[Items start]

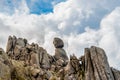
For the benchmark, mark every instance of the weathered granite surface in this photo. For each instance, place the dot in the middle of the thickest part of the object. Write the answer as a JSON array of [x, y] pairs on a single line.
[[24, 61]]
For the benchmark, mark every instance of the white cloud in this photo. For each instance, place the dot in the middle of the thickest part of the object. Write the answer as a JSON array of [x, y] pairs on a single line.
[[69, 22]]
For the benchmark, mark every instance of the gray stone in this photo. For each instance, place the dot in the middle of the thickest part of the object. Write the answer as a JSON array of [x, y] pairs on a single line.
[[96, 65], [58, 43], [116, 73], [60, 54]]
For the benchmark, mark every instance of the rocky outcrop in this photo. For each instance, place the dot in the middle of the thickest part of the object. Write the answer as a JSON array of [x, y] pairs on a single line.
[[96, 65], [24, 61]]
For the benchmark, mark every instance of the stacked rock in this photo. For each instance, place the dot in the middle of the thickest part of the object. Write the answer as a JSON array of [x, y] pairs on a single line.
[[59, 51]]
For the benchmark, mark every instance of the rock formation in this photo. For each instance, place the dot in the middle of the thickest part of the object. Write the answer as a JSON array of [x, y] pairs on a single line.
[[24, 61]]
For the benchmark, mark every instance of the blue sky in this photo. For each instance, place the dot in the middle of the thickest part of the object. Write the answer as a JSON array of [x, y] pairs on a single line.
[[80, 23]]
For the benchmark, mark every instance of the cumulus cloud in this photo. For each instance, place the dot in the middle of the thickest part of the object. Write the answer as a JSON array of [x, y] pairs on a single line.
[[79, 23]]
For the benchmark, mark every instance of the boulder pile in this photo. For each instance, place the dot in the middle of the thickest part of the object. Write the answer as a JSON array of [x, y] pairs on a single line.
[[24, 61]]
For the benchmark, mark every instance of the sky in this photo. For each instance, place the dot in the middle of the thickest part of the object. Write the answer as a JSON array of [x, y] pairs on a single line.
[[80, 23]]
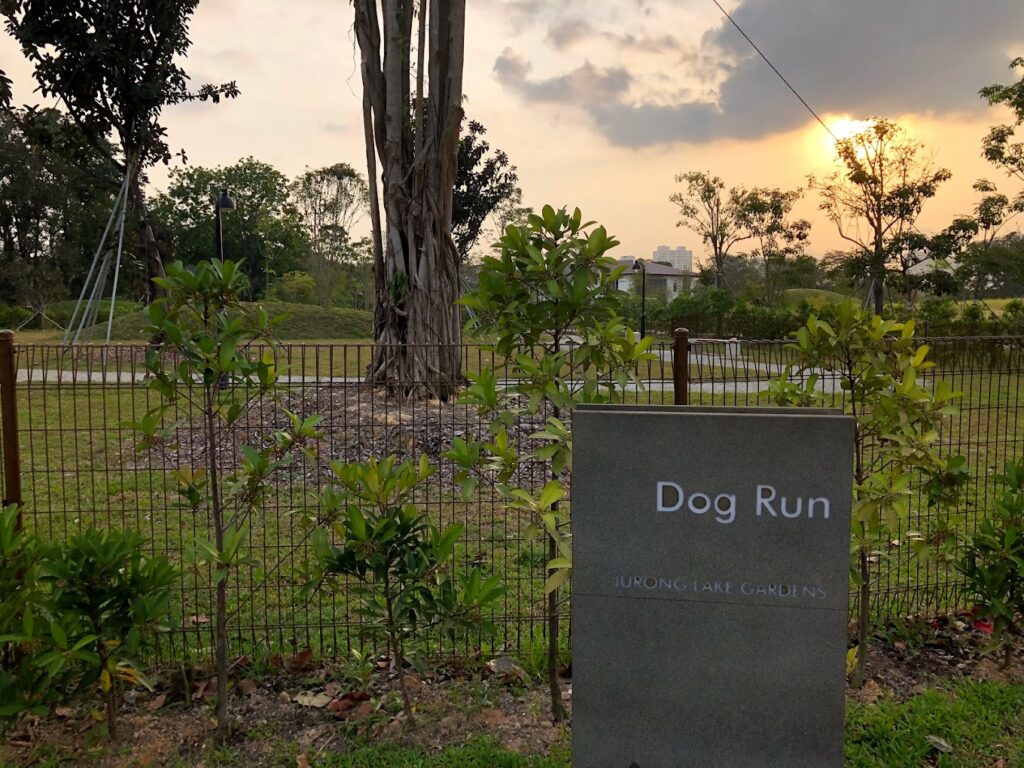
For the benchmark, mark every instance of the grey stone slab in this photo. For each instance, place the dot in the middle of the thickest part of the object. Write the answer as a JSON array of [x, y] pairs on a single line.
[[713, 632], [659, 409]]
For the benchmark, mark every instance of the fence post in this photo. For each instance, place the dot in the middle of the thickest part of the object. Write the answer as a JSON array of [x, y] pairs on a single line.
[[681, 367], [8, 424]]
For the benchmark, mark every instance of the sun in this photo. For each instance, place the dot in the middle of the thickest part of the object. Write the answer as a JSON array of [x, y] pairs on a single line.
[[821, 144], [847, 127]]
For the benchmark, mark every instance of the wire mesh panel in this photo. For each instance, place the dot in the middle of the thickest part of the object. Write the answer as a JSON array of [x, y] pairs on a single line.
[[81, 467]]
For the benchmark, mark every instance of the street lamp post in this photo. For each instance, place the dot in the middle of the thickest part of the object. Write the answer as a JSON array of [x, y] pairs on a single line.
[[640, 268], [224, 203]]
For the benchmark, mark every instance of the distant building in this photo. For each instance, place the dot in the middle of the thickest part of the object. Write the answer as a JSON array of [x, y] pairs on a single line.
[[666, 282], [681, 257]]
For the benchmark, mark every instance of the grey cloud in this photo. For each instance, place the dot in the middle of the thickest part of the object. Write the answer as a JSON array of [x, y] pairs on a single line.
[[864, 57], [580, 86], [567, 32]]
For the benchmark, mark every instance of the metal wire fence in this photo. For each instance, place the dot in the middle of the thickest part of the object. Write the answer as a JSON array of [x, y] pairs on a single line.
[[79, 466]]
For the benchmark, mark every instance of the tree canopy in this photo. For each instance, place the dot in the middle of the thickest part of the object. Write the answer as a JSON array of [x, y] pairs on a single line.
[[114, 66], [265, 229], [485, 182], [876, 199]]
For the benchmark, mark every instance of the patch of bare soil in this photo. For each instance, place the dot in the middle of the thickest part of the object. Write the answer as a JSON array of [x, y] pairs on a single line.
[[359, 422], [922, 654], [285, 716], [301, 712]]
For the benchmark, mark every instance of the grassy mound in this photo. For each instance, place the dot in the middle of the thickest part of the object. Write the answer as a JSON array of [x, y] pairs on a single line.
[[814, 296], [298, 322]]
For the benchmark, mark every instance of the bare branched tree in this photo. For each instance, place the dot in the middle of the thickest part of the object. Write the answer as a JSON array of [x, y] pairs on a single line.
[[876, 199]]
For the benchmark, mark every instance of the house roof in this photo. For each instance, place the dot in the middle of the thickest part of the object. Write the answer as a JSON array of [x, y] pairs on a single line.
[[654, 268]]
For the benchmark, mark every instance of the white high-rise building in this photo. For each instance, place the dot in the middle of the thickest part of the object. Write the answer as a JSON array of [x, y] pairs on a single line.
[[681, 258]]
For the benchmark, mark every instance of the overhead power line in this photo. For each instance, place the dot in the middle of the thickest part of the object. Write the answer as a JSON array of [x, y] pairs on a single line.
[[775, 70]]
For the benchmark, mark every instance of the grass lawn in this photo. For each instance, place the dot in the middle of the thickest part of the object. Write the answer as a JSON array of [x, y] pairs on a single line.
[[815, 296], [80, 468], [968, 724], [981, 722]]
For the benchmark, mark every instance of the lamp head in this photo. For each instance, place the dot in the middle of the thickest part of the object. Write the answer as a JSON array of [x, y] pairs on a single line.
[[224, 202]]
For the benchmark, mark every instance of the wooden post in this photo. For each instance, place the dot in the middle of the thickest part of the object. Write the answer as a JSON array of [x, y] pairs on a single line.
[[681, 367], [8, 424]]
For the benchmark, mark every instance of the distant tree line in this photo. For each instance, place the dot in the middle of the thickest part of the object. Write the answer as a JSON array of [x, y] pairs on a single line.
[[757, 248]]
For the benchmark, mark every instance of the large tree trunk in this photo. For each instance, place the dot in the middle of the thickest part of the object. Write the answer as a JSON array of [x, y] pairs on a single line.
[[416, 264]]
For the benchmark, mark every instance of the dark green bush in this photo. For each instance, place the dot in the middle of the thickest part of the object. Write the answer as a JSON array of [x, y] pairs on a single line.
[[993, 562], [76, 616]]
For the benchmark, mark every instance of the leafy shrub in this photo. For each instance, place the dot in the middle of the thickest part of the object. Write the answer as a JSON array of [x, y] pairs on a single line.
[[550, 280], [109, 601], [221, 371], [75, 616], [993, 561], [1013, 317], [297, 288], [24, 685], [879, 366], [398, 560]]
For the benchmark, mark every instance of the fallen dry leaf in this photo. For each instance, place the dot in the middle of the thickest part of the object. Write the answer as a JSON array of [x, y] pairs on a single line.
[[302, 662], [308, 698]]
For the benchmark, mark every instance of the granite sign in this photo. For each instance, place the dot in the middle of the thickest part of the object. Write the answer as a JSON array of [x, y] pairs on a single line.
[[710, 587]]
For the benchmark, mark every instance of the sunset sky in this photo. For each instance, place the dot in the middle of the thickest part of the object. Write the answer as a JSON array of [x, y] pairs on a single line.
[[600, 102]]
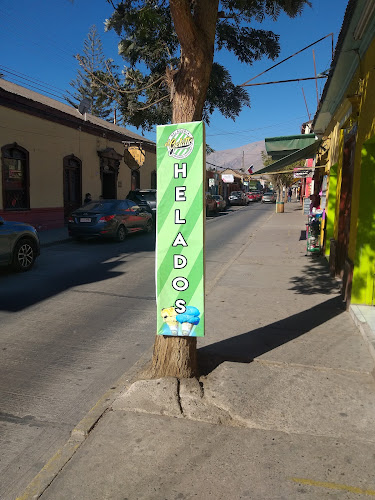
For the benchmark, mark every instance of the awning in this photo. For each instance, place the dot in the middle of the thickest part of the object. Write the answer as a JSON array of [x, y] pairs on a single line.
[[301, 154], [278, 147]]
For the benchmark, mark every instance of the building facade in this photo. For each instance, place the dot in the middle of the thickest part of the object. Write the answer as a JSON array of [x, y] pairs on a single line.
[[345, 121], [51, 155]]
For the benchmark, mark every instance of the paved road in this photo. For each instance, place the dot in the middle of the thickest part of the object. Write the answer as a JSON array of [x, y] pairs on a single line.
[[73, 325]]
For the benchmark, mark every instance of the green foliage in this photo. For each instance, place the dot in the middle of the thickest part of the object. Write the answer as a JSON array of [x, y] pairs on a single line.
[[149, 45], [94, 68]]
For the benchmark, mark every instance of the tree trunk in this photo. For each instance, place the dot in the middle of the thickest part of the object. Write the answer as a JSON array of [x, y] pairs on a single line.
[[177, 356], [174, 357]]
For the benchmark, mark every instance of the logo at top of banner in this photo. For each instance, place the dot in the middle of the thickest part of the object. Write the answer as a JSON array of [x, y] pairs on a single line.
[[180, 143]]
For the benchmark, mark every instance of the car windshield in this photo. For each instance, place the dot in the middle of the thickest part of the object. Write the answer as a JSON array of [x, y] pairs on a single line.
[[98, 206], [147, 196]]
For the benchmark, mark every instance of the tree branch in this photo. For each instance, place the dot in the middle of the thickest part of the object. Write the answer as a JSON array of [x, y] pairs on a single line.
[[117, 88]]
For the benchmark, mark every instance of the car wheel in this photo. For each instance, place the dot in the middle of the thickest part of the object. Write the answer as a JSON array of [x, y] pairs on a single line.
[[24, 255], [121, 234], [149, 226]]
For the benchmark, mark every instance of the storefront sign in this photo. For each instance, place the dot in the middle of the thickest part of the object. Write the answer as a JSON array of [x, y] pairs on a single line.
[[227, 178], [301, 173], [180, 229]]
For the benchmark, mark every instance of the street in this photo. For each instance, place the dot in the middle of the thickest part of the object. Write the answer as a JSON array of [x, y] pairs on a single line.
[[75, 324]]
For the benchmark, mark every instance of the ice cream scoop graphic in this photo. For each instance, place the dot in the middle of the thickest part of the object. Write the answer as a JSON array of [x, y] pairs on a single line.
[[169, 317], [188, 319]]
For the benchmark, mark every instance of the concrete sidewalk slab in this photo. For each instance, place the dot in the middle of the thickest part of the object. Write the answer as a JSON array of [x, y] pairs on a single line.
[[296, 399], [153, 457]]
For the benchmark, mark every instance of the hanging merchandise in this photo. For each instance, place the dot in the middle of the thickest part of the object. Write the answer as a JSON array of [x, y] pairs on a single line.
[[313, 233]]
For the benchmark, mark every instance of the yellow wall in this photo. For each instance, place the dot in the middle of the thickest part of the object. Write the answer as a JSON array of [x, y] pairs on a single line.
[[48, 143], [366, 129]]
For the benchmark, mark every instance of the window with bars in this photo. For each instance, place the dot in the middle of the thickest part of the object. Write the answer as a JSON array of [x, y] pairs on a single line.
[[15, 175]]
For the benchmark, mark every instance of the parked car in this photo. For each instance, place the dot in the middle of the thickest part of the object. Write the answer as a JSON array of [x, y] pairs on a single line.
[[269, 197], [19, 245], [251, 196], [211, 206], [220, 202], [238, 198], [144, 198], [109, 219]]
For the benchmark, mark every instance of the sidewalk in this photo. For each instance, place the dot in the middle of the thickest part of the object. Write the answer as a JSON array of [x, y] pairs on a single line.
[[284, 410]]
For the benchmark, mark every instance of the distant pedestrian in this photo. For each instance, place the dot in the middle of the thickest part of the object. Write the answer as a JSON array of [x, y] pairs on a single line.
[[87, 198]]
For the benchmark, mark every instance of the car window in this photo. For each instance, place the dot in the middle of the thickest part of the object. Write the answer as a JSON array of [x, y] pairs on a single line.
[[123, 205], [99, 206], [147, 196], [133, 206]]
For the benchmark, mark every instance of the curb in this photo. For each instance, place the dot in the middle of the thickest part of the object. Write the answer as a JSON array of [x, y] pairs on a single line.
[[79, 434], [366, 332]]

[Items end]

● Given task: Revise the lines of the records from the one containing "For the benchmark, mark every instance of the sunset" through the one containing "[[600, 102]]", inclusive, changing "sunset sky" to "evening sky" and leaving everything else as it is. Give only those lines.

● In response:
For the benchmark, mark every instance of the evening sky in this photo. For each instance, place the dot in the middle of the thickest part of the object. Write the answer as a JSON array of [x, y] pairs on a single line.
[[600, 102]]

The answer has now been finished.